## REQUEST 1
Set down the rows from the line that contains "locate the door" down to the line that contains "(181, 115), (245, 198)", both included, repeating those lines exactly.

In [None]:
%%capture
import os, re
if "COLAB_" not in "".join(os.environ.keys()):
    !pip install unsloth
else:
    # Do this only in Colab notebooks! Otherwise use pip install unsloth
    import torch; v = re.match(r"[0-9]{1,}\.[0-9]{1,}", str(torch.__version__)).group(0)
    xformers = "xformers==" + ("0.0.33.post1" if v=="2.9" else "0.0.32.post2" if v=="2.8" else "0.0.29.post3")
    !pip install --no-deps bitsandbytes accelerate {xformers} peft trl triton cut_cross_entropy unsloth_zoo
    !pip install sentencepiece protobuf "datasets==4.3.0" "huggingface_hub>=0.34.0" hf_transfer
    !pip install --no-deps unsloth
!pip install transformers==4.56.2
!pip install --no-deps trl==0.22.2

In [1]:

# --- CONFIGURATION ---
from google.colab import drive
drive.mount('/content/drive')

Mounted at /content/drive


In [None]:
import os
import sys
import json
import re
from unsloth import FastLanguageModel
import torch
from tqdm import tqdm
from IPython.display import display, Markdown

# --- CONFIGURATION ---
INPUT_FILE = "/content/drive/MyDrive/mipd_train_16k.jsonl"
OUTPUT_FILE = "/content/drive/MyDrive/mipd_train_cot.jsonl"

Records:
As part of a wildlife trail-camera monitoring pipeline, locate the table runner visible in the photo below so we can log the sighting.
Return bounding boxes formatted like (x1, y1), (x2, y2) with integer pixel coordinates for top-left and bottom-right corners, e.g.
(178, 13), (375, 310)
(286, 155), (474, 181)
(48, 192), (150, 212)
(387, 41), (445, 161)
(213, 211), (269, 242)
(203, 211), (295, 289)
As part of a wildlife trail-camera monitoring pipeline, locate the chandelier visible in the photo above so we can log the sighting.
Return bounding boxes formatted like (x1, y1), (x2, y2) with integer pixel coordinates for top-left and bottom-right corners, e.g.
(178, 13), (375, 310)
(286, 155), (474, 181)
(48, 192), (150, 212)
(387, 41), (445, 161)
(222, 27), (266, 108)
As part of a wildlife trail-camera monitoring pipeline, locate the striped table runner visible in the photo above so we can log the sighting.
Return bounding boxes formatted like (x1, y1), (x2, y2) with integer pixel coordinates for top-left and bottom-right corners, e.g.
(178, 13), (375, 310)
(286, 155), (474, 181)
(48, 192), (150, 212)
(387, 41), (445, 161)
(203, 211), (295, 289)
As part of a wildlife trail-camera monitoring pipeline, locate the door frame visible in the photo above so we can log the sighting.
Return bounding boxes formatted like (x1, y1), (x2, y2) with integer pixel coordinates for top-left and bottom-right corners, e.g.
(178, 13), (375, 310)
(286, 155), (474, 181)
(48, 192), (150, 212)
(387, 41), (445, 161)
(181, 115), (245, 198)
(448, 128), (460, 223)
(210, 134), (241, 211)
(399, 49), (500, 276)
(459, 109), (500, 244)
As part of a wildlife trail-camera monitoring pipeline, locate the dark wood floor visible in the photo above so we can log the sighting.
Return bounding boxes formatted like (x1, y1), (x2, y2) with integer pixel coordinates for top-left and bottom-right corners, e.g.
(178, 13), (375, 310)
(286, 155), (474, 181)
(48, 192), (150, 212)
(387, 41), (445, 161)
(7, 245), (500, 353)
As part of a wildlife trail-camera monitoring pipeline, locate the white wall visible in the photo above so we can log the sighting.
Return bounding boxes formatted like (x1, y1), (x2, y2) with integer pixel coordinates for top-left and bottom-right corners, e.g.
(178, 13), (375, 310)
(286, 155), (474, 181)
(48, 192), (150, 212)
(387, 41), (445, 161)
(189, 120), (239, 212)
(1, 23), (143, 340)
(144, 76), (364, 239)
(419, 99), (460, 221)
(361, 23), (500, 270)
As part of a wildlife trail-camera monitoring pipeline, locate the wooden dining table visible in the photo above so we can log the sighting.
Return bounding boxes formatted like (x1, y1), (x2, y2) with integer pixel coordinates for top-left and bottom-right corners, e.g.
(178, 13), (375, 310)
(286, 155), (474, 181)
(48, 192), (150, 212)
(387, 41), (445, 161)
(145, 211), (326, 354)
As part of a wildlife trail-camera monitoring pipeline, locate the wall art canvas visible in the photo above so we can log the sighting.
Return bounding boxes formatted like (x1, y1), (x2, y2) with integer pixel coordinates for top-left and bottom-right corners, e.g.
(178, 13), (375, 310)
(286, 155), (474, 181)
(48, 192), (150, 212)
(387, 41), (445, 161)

## REQUEST 2
In the first install step of the notebook code, what decides whether the plain `pip install unsloth` runs instead of the longer list of installs? Answer in one to three sentences.

## EXERCISE RESULT 1
As part of a wildlife trail-camera monitoring pipeline, locate the door frame visible in the photo above so we can log the sighting.
Return bounding boxes formatted like (x1, y1), (x2, y2) with integer pixel coordinates for top-left and bottom-right corners, e.g.
(178, 13), (375, 310)
(286, 155), (474, 181)
(48, 192), (150, 212)
(387, 41), (445, 161)
(181, 115), (245, 198)

## EXERCISE RESULT 2
The code joins the names of all environment variables and checks whether "COLAB_" appears among them. If it does not, the plain `pip install unsloth` runs. If it does, the longer installs run, and the comment says that path is meant only for Colab notebooks.